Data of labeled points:
* * * *

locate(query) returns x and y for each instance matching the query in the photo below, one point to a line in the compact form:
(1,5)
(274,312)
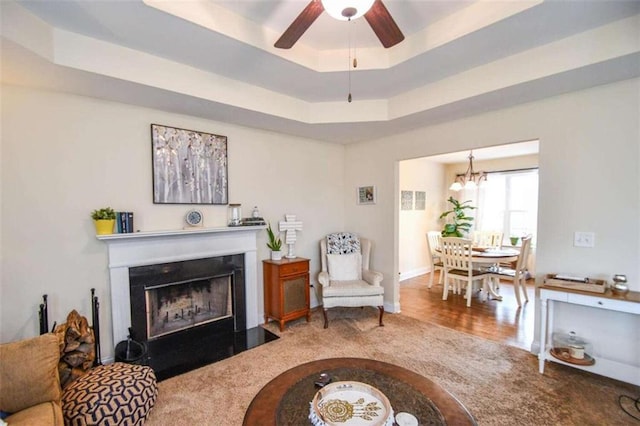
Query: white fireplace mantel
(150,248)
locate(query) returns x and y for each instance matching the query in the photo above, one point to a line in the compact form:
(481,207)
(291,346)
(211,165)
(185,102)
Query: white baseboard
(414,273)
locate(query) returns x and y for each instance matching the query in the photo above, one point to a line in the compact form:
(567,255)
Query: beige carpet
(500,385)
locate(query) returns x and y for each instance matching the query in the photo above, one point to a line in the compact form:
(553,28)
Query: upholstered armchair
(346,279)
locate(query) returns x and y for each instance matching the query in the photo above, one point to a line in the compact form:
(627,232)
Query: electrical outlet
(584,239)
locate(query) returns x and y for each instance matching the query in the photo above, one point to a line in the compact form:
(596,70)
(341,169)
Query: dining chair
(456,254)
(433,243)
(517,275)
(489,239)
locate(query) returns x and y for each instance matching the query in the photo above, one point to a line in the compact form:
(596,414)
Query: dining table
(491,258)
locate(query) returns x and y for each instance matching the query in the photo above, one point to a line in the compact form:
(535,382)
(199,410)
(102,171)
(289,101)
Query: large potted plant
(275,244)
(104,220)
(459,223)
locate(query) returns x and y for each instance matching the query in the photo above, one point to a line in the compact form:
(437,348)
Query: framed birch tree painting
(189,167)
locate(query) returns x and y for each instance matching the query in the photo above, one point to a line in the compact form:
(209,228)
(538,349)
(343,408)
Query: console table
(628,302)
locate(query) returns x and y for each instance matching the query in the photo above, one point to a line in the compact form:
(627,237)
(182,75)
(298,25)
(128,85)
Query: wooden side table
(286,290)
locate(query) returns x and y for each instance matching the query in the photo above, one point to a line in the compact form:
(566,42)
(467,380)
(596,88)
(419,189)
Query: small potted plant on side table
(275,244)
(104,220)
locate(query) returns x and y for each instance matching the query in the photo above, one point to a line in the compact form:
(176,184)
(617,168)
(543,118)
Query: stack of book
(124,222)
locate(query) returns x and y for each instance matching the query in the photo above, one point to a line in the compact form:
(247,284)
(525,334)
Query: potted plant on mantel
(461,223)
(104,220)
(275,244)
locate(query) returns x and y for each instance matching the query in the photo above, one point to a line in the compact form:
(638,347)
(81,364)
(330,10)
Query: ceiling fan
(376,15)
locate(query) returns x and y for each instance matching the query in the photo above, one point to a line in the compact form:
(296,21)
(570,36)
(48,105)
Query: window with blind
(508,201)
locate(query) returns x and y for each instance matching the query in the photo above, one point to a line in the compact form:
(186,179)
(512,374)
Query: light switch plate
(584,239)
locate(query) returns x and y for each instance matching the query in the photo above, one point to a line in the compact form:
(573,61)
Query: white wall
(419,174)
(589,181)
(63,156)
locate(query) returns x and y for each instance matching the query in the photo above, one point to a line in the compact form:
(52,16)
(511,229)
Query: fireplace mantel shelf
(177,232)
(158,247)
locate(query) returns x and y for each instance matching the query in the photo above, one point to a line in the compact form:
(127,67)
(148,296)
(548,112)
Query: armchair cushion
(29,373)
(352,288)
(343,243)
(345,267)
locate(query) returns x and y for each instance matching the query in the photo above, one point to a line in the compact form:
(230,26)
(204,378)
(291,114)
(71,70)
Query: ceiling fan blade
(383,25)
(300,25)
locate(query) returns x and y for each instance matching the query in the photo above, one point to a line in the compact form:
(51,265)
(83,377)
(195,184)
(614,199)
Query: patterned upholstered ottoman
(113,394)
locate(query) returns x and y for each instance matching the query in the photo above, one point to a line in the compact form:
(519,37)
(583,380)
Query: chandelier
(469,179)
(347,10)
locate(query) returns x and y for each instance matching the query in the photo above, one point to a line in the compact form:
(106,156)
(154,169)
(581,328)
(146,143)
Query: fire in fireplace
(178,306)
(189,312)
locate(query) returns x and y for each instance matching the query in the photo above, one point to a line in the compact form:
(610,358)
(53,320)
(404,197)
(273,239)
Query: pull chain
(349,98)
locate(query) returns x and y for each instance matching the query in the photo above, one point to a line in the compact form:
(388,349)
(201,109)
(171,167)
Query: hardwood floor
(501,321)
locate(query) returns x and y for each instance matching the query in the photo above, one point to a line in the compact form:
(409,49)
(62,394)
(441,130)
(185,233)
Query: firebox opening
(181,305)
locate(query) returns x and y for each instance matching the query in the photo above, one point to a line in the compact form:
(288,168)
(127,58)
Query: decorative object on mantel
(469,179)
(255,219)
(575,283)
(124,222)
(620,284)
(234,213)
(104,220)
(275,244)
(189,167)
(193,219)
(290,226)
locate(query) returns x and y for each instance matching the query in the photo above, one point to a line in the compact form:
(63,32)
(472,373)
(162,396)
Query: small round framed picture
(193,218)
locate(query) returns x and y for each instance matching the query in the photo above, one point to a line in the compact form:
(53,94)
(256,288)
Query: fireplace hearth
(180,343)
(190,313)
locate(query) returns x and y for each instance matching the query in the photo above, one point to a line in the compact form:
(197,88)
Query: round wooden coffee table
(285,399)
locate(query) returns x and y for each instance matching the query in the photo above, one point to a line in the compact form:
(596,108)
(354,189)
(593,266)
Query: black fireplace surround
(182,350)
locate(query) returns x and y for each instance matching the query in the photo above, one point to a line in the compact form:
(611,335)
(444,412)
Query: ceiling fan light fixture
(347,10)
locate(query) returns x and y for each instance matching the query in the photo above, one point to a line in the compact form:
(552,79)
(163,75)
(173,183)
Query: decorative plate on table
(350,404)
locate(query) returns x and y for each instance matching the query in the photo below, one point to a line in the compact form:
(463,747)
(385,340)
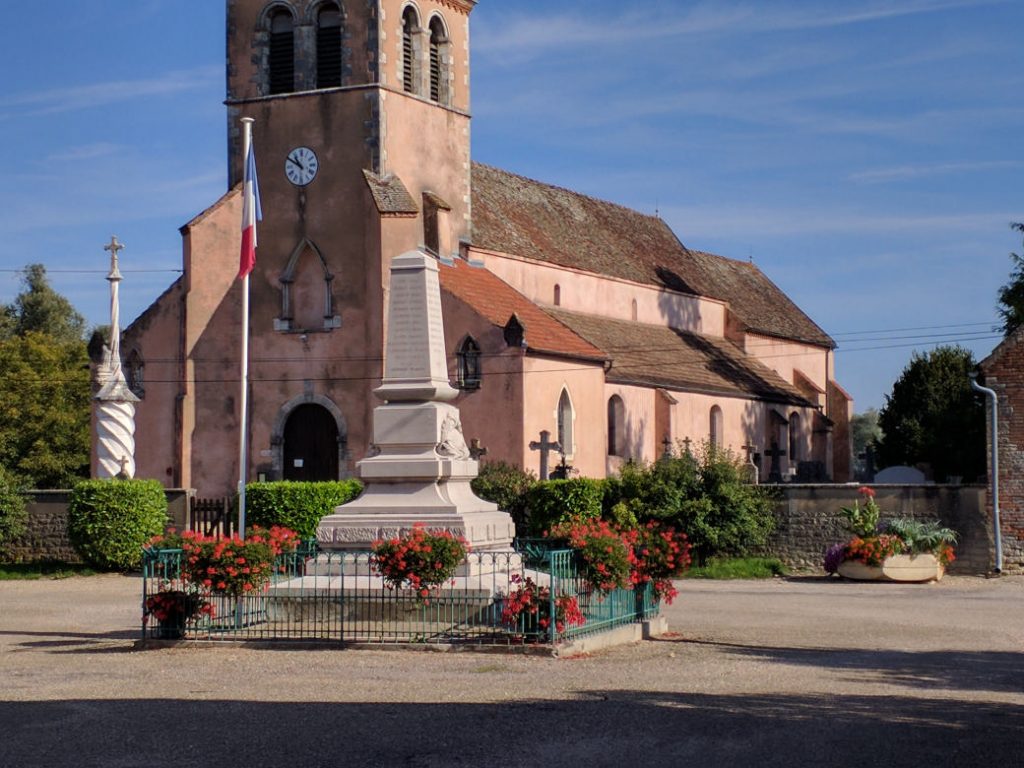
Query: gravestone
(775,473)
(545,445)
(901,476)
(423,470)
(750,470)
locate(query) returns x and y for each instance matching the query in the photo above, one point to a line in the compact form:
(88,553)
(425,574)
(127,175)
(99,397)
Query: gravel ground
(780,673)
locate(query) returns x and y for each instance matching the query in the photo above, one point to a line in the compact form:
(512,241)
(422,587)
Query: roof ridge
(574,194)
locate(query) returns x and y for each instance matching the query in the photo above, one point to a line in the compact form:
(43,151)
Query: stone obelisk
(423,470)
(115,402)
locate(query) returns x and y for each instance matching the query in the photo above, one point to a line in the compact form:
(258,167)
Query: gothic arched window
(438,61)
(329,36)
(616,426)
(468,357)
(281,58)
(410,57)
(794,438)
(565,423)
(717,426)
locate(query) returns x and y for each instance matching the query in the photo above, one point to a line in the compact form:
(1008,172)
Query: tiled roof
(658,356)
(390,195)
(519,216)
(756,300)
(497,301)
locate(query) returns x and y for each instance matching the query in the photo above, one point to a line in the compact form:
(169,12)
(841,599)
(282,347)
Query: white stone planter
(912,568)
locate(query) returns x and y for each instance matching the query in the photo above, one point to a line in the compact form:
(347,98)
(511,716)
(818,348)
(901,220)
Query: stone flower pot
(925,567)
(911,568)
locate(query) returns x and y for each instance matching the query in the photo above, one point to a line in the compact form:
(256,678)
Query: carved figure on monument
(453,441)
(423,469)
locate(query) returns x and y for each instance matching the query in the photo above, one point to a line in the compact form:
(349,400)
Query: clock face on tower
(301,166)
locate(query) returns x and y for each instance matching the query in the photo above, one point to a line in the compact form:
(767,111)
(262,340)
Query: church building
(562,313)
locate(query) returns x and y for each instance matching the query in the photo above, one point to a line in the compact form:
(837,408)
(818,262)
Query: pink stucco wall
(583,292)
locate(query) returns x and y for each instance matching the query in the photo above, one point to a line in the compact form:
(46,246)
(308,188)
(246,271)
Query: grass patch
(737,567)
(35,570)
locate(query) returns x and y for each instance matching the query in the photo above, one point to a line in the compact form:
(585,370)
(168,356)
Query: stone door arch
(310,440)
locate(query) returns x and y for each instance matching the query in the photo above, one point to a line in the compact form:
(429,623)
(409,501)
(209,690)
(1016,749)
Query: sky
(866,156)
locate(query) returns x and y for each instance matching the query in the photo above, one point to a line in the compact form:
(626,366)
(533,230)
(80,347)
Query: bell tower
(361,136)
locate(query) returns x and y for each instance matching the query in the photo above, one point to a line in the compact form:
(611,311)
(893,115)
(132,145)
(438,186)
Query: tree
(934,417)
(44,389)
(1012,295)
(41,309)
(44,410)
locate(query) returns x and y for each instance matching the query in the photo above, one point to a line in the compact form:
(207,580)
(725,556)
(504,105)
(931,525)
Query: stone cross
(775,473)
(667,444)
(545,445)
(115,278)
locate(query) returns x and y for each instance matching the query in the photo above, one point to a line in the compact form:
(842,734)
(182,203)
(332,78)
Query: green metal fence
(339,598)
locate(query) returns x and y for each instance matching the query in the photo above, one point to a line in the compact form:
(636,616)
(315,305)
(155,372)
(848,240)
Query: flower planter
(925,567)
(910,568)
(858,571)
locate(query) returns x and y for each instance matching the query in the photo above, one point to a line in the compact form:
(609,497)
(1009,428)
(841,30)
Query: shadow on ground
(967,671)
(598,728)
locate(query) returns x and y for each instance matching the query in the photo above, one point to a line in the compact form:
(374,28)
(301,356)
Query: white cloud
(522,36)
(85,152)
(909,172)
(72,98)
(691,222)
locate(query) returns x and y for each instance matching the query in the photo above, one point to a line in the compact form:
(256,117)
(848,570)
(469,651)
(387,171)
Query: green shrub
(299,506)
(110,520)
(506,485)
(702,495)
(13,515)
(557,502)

* * * *

Your instructions
Return every line of the data above that contains the string "white", matching case exactly.

Output below
Query: white fireplace mantel
Query: white baseboard
Query: white wall
Query: white stone planter
Query: white cloud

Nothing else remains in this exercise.